__GOAL OF THE EXERCISE__. Rewrite the part that starts with the line containing "Give the segmentation of every instance of the athlete's hand." and ends with the line containing "M 95 126 L 89", putting "athlete's wrist" in place of "athlete's hand" and keeping everything else the same.

------------------------------

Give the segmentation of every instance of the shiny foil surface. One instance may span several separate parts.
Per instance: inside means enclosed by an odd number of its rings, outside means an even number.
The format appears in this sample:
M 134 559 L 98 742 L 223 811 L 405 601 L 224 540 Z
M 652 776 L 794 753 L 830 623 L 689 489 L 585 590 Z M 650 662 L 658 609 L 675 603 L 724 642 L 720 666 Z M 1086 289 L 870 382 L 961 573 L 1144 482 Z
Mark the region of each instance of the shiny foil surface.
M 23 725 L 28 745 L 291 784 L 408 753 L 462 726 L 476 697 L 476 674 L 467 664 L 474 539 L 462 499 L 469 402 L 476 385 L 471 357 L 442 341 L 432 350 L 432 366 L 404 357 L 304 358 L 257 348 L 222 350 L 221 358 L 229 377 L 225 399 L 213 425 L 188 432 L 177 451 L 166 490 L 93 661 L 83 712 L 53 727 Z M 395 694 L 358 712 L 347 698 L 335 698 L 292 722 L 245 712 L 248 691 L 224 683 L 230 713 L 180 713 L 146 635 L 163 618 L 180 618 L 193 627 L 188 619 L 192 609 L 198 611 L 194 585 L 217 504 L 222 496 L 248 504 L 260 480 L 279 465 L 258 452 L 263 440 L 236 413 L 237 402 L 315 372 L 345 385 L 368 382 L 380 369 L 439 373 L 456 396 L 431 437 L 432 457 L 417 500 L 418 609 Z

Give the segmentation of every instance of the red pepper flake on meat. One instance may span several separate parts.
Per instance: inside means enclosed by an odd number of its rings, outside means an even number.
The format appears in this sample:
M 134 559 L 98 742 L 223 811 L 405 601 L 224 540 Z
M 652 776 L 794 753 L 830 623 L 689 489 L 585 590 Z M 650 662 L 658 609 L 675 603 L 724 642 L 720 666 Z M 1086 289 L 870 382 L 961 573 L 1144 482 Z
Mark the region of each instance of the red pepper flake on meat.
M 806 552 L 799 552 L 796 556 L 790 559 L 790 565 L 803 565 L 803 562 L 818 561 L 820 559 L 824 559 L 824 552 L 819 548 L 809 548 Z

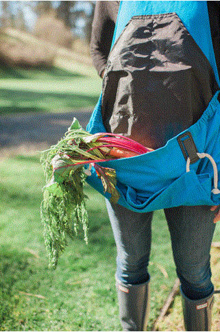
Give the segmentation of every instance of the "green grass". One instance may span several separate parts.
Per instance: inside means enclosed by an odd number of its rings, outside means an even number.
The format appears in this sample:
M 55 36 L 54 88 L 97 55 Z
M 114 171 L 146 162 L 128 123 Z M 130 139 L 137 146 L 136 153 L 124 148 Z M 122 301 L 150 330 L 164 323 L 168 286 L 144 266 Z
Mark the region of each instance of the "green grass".
M 1 160 L 0 174 L 0 331 L 121 331 L 117 250 L 103 198 L 86 186 L 89 244 L 82 230 L 50 270 L 40 220 L 45 181 L 38 156 Z M 218 227 L 216 239 L 219 234 Z M 151 258 L 149 330 L 176 278 L 161 211 L 153 220 Z
M 97 75 L 87 77 L 56 67 L 1 68 L 0 75 L 0 115 L 93 109 L 101 92 Z

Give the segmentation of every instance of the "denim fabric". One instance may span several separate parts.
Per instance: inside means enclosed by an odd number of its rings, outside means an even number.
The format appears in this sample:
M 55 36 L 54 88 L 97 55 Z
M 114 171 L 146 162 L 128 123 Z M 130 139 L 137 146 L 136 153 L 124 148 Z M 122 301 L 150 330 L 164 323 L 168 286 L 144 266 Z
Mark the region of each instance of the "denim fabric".
M 117 248 L 117 277 L 124 284 L 149 280 L 153 213 L 140 213 L 120 206 L 106 206 Z M 164 209 L 173 254 L 182 289 L 198 300 L 213 292 L 210 250 L 215 228 L 210 206 L 178 206 Z

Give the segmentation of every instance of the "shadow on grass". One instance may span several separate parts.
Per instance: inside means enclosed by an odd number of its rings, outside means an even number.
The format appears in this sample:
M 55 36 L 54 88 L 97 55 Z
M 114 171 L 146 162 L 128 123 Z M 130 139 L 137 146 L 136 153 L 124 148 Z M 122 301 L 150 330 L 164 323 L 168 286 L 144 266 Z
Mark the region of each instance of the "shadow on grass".
M 97 102 L 98 95 L 83 94 L 40 93 L 1 89 L 0 91 L 0 115 L 8 113 L 45 112 L 51 109 L 93 108 Z
M 76 73 L 71 73 L 65 69 L 56 67 L 40 67 L 32 69 L 24 69 L 15 66 L 7 66 L 1 64 L 0 79 L 60 79 L 84 77 Z
M 2 328 L 7 328 L 7 321 L 10 322 L 10 328 L 16 327 L 16 320 L 13 313 L 19 301 L 19 287 L 16 286 L 16 283 L 28 280 L 33 274 L 28 263 L 29 256 L 27 253 L 21 254 L 10 246 L 0 247 L 0 327 Z

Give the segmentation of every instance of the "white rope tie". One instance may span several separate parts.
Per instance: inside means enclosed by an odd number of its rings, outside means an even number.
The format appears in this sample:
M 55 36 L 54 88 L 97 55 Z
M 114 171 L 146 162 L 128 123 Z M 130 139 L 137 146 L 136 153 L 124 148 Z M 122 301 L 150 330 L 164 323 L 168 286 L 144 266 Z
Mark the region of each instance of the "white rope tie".
M 214 171 L 214 189 L 212 190 L 212 193 L 215 195 L 220 193 L 220 190 L 218 189 L 218 169 L 215 160 L 213 159 L 212 156 L 210 156 L 208 154 L 205 154 L 205 153 L 199 154 L 197 152 L 197 154 L 198 157 L 200 158 L 200 159 L 201 159 L 202 158 L 207 157 L 212 163 L 212 167 L 213 167 L 213 171 Z M 186 172 L 190 171 L 190 169 L 189 169 L 190 163 L 191 163 L 191 160 L 190 160 L 190 158 L 188 157 L 186 161 Z

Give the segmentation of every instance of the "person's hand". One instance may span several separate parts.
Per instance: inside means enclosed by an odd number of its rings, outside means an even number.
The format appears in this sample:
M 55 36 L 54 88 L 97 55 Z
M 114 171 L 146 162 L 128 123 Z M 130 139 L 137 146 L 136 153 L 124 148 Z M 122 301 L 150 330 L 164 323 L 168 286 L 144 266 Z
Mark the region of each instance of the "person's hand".
M 217 208 L 219 208 L 219 206 L 220 206 L 219 205 L 214 205 L 213 206 L 211 206 L 210 210 L 211 211 L 215 211 L 217 209 Z M 219 209 L 216 211 L 213 222 L 214 224 L 216 224 L 219 220 L 220 220 L 220 209 Z

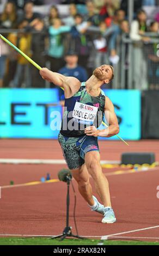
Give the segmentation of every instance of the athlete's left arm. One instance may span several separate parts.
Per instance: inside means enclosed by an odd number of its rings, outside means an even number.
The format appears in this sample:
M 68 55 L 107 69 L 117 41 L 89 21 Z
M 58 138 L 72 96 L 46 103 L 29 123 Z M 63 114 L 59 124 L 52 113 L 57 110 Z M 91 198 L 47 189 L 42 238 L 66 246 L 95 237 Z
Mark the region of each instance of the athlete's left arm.
M 118 119 L 114 112 L 114 107 L 111 100 L 106 97 L 105 114 L 109 126 L 106 129 L 97 130 L 95 126 L 88 127 L 85 133 L 89 136 L 109 137 L 119 133 L 119 126 Z

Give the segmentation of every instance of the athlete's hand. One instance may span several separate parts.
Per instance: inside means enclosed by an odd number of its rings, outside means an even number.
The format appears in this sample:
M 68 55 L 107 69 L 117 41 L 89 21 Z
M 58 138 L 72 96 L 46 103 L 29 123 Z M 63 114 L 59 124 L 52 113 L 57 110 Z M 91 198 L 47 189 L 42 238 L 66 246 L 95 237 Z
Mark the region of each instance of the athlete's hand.
M 95 126 L 89 126 L 84 129 L 84 133 L 88 136 L 97 137 L 99 136 L 99 130 L 97 130 Z

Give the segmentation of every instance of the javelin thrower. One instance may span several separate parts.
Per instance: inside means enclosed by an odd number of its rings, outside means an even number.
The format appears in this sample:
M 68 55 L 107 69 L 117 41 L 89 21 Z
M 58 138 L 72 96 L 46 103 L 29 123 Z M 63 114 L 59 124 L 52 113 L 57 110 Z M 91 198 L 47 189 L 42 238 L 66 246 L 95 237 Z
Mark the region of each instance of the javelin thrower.
M 66 77 L 46 68 L 40 74 L 44 79 L 64 89 L 65 108 L 58 141 L 80 193 L 91 211 L 103 215 L 102 223 L 115 222 L 108 182 L 100 166 L 97 141 L 98 136 L 109 137 L 119 131 L 113 105 L 101 89 L 104 83 L 109 83 L 113 78 L 113 68 L 103 65 L 82 83 L 75 77 Z M 108 114 L 109 126 L 98 130 L 104 113 L 107 119 Z M 102 204 L 93 195 L 89 175 Z
M 58 136 L 63 155 L 78 184 L 80 193 L 91 211 L 103 215 L 102 223 L 115 222 L 116 218 L 112 208 L 108 182 L 100 166 L 97 141 L 99 136 L 110 137 L 116 135 L 129 145 L 117 135 L 119 127 L 114 106 L 101 89 L 104 83 L 108 84 L 113 79 L 113 68 L 103 65 L 96 69 L 86 82 L 81 83 L 75 77 L 65 77 L 46 68 L 41 68 L 3 35 L 0 34 L 0 38 L 38 68 L 44 79 L 64 89 L 65 108 Z M 103 113 L 107 119 L 108 116 L 108 127 L 102 121 Z M 107 129 L 99 130 L 101 123 Z M 90 175 L 102 204 L 93 195 Z

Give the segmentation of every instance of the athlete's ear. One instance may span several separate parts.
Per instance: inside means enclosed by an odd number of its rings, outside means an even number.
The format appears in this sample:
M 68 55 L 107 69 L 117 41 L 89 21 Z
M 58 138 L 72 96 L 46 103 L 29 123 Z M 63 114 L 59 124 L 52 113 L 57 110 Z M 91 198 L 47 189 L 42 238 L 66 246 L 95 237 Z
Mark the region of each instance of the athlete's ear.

------------------------------

__RESPONSE TO THE EXERCISE__.
Give the segmentation of every instance of the athlete's wrist. One instance may span several separate parts.
Per instance: inside means enclosed by an odd number of its rings, outside means an even number.
The format appears in this sample:
M 68 55 L 107 69 L 117 41 L 89 21 Z
M 58 138 L 72 96 L 46 103 L 29 123 Z M 63 114 L 59 124 L 52 113 L 57 110 Z M 91 198 L 47 189 L 42 238 L 66 246 L 95 237 Z
Mark the region of each instance of the athlete's wrist.
M 95 126 L 89 126 L 84 129 L 84 133 L 88 136 L 97 137 L 99 136 L 99 130 L 97 130 Z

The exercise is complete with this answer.